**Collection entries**
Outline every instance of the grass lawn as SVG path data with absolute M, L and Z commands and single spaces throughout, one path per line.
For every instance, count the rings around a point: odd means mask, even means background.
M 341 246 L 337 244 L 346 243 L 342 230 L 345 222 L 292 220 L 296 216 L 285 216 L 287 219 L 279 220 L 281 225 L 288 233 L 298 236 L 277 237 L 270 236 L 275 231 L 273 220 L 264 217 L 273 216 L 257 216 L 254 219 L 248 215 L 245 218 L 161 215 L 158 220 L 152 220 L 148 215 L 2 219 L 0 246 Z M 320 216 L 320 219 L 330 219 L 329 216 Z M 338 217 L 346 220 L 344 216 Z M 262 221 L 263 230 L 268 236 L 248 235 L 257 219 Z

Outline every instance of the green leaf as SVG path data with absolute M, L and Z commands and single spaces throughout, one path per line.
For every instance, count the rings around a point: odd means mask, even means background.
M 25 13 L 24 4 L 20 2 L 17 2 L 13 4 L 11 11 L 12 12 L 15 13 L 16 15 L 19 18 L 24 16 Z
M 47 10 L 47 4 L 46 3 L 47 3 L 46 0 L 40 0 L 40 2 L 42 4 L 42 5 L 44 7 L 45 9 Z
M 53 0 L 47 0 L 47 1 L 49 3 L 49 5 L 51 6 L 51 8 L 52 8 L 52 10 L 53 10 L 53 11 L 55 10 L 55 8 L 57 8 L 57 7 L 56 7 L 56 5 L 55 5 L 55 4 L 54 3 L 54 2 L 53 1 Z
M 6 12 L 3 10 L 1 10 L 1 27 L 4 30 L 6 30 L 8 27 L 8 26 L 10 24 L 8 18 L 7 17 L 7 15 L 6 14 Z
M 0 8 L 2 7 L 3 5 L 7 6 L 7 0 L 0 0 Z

**Prompt**
Update the records so that "one path per line" becomes "each path on its own line" wherever it occurs, changing nothing else.

**The output**
Outline every instance of the grass lawn as SVG path data with absolute M, L and Z commands and single spaces throughout, each path on its own line.
For every instance, count the rings around a point: odd means mask, even means background.
M 341 246 L 337 244 L 346 243 L 342 230 L 345 222 L 292 220 L 296 216 L 285 216 L 287 219 L 279 220 L 281 225 L 288 233 L 298 236 L 277 237 L 270 236 L 275 231 L 273 220 L 264 217 L 273 216 L 257 216 L 254 219 L 248 215 L 245 218 L 161 215 L 158 220 L 152 220 L 148 215 L 2 219 L 0 246 Z M 320 216 L 320 219 L 330 219 L 329 216 Z M 338 217 L 346 220 L 344 216 Z M 262 221 L 263 230 L 268 236 L 248 235 L 257 219 Z

Outline every instance of the green leaf as SVG path data with absolute M, L and Z commands and single spaces throughout, each path on its own line.
For every instance, count the rings around a point: odd means mask, even means background.
M 25 13 L 24 4 L 20 2 L 17 2 L 13 4 L 11 11 L 12 12 L 15 13 L 16 15 L 19 18 L 24 16 Z
M 47 10 L 47 4 L 46 3 L 47 3 L 46 0 L 40 0 L 40 2 L 42 4 L 42 5 L 44 7 L 45 9 Z
M 53 0 L 47 0 L 47 1 L 49 3 L 49 5 L 51 6 L 51 8 L 52 8 L 52 10 L 53 10 L 53 11 L 55 10 L 55 8 L 57 8 L 57 7 L 56 7 L 56 5 L 55 5 L 55 4 L 54 3 L 54 2 L 53 1 Z
M 6 12 L 3 10 L 1 10 L 1 27 L 4 30 L 6 30 L 8 27 L 8 26 L 10 24 L 8 18 L 7 17 L 7 15 L 6 14 Z
M 0 8 L 2 7 L 3 5 L 7 6 L 7 0 L 0 0 Z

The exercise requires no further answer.